BEGIN
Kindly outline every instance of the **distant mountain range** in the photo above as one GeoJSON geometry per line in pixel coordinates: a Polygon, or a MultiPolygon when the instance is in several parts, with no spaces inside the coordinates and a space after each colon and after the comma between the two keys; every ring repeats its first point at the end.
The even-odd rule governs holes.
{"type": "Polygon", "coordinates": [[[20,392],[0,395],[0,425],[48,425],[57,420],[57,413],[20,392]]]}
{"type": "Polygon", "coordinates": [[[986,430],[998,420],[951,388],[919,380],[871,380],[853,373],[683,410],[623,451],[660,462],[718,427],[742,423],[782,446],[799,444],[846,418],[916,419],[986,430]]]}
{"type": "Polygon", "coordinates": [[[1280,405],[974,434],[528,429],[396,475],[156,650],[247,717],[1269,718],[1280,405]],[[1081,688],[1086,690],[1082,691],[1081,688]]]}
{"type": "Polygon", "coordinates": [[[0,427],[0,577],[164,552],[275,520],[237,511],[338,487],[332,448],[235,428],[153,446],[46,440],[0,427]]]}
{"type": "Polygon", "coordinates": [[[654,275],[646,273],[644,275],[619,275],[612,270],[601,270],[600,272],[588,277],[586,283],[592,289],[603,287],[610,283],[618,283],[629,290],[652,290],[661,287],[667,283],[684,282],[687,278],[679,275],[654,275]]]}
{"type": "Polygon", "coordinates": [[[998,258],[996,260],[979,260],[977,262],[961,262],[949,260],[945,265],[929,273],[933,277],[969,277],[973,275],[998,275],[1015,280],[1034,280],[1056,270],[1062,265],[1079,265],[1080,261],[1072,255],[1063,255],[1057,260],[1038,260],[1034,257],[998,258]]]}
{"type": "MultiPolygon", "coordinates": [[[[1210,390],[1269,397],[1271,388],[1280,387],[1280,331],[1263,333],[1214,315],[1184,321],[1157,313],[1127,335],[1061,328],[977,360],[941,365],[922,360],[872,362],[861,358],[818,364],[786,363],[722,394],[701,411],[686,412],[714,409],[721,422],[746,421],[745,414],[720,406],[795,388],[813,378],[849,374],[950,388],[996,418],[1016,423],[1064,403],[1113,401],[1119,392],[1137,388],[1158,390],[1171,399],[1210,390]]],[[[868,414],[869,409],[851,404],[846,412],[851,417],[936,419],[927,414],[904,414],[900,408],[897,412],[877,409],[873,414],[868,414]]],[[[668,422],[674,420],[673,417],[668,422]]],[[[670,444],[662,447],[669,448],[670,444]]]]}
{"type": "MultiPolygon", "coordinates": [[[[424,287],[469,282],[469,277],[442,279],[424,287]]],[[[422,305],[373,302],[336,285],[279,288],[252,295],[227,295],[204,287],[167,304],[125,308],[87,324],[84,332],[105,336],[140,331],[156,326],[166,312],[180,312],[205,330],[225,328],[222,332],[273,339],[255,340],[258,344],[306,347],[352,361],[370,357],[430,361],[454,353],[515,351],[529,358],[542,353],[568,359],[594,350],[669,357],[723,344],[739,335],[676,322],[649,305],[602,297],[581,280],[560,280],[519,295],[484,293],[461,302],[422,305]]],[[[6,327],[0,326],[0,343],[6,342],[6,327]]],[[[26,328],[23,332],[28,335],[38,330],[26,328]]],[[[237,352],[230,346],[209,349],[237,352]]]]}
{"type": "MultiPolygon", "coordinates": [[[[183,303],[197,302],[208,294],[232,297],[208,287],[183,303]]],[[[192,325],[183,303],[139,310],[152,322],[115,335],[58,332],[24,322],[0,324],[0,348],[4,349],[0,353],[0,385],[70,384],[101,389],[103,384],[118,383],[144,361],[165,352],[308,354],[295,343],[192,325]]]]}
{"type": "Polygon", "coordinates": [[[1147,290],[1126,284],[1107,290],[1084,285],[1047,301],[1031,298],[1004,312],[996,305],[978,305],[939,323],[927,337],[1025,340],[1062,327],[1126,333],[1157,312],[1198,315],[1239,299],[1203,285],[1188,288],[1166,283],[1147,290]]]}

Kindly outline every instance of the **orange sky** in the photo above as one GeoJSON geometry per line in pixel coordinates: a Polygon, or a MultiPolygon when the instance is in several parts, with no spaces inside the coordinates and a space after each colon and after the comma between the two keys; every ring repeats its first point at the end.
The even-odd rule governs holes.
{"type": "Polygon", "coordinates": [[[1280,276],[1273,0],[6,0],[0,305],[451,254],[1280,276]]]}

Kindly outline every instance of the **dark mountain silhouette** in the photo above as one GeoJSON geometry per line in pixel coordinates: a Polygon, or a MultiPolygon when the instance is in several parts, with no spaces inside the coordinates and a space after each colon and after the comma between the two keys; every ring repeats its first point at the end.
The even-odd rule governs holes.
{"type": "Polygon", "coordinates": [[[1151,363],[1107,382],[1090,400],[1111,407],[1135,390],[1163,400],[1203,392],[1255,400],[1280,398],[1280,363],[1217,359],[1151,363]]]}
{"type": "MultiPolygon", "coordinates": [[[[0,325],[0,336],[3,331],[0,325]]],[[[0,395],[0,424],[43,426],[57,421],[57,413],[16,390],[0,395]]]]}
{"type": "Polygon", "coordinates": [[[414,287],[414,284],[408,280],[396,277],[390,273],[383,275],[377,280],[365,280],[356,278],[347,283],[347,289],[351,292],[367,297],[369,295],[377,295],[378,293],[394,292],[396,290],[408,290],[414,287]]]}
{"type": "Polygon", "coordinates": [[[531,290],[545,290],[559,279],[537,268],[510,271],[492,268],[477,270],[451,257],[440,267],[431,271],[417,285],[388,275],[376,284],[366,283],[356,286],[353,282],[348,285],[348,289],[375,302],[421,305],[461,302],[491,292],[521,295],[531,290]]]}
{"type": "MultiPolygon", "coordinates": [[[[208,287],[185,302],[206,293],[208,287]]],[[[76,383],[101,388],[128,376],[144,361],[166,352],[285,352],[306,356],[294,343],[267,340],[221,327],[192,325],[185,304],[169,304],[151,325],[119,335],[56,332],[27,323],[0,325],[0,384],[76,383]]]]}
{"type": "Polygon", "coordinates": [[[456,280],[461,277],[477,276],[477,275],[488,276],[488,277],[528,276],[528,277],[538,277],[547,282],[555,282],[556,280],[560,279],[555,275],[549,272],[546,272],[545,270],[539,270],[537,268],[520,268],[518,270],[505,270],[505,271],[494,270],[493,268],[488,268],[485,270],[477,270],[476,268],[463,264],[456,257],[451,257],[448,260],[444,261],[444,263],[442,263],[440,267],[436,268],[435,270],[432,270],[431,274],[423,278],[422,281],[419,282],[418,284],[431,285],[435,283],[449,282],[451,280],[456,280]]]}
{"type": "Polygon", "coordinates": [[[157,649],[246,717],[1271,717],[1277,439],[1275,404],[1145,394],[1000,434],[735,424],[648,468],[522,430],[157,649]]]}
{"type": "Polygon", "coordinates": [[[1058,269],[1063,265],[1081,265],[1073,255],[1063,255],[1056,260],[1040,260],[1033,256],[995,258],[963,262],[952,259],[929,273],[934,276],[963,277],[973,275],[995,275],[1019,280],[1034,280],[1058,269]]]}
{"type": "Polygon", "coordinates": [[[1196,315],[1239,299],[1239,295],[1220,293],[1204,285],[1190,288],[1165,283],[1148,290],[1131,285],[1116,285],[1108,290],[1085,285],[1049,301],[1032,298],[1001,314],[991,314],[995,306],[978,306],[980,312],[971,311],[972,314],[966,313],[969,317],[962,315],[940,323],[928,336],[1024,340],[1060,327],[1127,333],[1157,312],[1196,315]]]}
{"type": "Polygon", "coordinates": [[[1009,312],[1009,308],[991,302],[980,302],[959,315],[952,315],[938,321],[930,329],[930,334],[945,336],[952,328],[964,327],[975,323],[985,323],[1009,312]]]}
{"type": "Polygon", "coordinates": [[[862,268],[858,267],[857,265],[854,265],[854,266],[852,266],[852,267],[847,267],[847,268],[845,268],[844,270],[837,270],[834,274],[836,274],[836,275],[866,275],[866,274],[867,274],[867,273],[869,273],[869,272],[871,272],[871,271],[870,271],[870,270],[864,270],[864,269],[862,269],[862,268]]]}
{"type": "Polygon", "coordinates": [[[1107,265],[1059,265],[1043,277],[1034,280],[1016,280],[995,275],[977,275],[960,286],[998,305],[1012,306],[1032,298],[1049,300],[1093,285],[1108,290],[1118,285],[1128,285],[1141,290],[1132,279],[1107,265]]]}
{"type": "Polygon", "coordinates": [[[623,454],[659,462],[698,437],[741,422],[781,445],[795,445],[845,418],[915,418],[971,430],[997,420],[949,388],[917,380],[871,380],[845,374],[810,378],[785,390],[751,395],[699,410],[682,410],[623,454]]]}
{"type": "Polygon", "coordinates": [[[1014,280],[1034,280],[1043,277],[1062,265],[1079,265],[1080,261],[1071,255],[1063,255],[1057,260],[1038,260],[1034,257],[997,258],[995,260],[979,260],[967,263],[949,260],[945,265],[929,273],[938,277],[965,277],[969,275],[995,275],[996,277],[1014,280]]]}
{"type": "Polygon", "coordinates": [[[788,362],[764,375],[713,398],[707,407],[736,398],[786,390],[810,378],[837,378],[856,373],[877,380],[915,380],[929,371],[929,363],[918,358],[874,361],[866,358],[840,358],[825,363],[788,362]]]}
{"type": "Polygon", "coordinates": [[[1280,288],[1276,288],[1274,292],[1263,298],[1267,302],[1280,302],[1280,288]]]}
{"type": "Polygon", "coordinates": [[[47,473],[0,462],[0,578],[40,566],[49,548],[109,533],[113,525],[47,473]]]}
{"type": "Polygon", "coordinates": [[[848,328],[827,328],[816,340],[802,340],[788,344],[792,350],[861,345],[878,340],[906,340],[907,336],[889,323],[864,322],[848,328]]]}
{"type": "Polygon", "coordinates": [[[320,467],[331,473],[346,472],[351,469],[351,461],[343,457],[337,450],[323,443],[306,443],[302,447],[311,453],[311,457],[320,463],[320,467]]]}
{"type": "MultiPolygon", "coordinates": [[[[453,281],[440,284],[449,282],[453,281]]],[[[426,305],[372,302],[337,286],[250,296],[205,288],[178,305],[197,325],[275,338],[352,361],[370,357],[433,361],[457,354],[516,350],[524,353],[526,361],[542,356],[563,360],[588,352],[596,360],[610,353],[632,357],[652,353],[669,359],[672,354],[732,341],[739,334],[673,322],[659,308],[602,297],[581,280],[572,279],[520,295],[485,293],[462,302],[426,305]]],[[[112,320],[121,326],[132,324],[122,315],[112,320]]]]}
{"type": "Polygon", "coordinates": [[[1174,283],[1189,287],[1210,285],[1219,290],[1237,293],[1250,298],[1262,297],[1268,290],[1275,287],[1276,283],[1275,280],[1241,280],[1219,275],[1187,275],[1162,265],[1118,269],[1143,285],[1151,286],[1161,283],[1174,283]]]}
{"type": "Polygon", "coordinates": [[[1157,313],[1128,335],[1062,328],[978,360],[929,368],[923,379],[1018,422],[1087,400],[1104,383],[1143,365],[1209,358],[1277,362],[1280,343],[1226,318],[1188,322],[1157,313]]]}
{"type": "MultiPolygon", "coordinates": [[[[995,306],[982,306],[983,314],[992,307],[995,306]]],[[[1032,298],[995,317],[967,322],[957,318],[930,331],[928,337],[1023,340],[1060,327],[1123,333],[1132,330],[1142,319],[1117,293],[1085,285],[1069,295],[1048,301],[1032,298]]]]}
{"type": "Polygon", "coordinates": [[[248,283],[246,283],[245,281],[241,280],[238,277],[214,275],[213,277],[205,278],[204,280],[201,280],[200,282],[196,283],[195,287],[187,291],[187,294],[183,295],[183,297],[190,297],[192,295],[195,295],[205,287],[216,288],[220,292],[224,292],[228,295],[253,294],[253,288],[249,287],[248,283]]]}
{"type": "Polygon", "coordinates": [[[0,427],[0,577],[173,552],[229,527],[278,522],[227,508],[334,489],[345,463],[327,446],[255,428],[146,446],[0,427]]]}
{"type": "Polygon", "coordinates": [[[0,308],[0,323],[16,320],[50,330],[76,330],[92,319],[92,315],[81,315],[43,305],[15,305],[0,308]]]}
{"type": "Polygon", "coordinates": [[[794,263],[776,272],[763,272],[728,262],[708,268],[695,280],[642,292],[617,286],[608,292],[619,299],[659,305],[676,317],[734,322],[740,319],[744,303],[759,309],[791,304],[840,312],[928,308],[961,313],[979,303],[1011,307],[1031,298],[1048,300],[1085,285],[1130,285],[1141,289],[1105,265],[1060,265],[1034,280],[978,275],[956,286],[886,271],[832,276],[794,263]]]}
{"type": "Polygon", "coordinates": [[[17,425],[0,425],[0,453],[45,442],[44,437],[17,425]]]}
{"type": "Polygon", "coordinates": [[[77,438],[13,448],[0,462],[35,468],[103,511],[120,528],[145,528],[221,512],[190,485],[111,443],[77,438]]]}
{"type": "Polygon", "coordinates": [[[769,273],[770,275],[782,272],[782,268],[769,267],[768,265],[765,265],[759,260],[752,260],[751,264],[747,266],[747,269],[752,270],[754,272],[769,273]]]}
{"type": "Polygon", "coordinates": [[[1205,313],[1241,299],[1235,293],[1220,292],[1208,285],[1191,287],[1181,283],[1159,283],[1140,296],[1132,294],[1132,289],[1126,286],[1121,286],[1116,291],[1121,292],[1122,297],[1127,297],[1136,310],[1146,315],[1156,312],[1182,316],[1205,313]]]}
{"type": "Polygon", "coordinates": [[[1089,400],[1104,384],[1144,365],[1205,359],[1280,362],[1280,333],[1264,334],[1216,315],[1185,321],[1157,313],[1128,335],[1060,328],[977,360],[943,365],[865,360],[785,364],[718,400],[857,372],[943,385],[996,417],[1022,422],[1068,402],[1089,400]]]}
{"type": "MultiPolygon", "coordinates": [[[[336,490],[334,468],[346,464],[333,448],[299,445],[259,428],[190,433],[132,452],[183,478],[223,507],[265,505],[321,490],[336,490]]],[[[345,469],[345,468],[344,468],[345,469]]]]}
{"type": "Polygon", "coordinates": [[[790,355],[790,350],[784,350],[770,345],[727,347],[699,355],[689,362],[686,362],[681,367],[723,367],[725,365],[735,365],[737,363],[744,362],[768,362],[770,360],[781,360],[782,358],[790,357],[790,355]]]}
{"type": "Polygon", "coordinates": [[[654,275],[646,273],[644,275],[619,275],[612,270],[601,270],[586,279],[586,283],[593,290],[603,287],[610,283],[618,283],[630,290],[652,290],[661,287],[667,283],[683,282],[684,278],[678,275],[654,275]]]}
END
Select all lines in the listing above where the word "colon" appears, and show them.

Kindly outline every instance of the **distant mountain range** in the photo above as one GeoJSON geometry per line in pixel coordinates: a Polygon, or a MultiPolygon when the instance is in several parts, with no spaces inside the coordinates and a space after each colon and after the comma between the two keys; every ring repeats its first point at the end.
Kindly outline every instance of the **orange sky** in the photo above as one GeoJSON geometry per line in pixel coordinates: a Polygon, or a MultiPolygon when the instance is in several parts, with no spaces inside the coordinates and a space after each colon and after the comma between the two keys; every ring repeats its first point at the end.
Kindly outline every instance of the **dark mountain silhouette** in the photo above as one GeoJSON geometry per line in pixel coordinates: a Polygon, or a MultiPolygon when the instance is in several parts, with no spaces inside the coordinates and a space after each colon and after the comma between the two keys; every ring repeats its first point at the end.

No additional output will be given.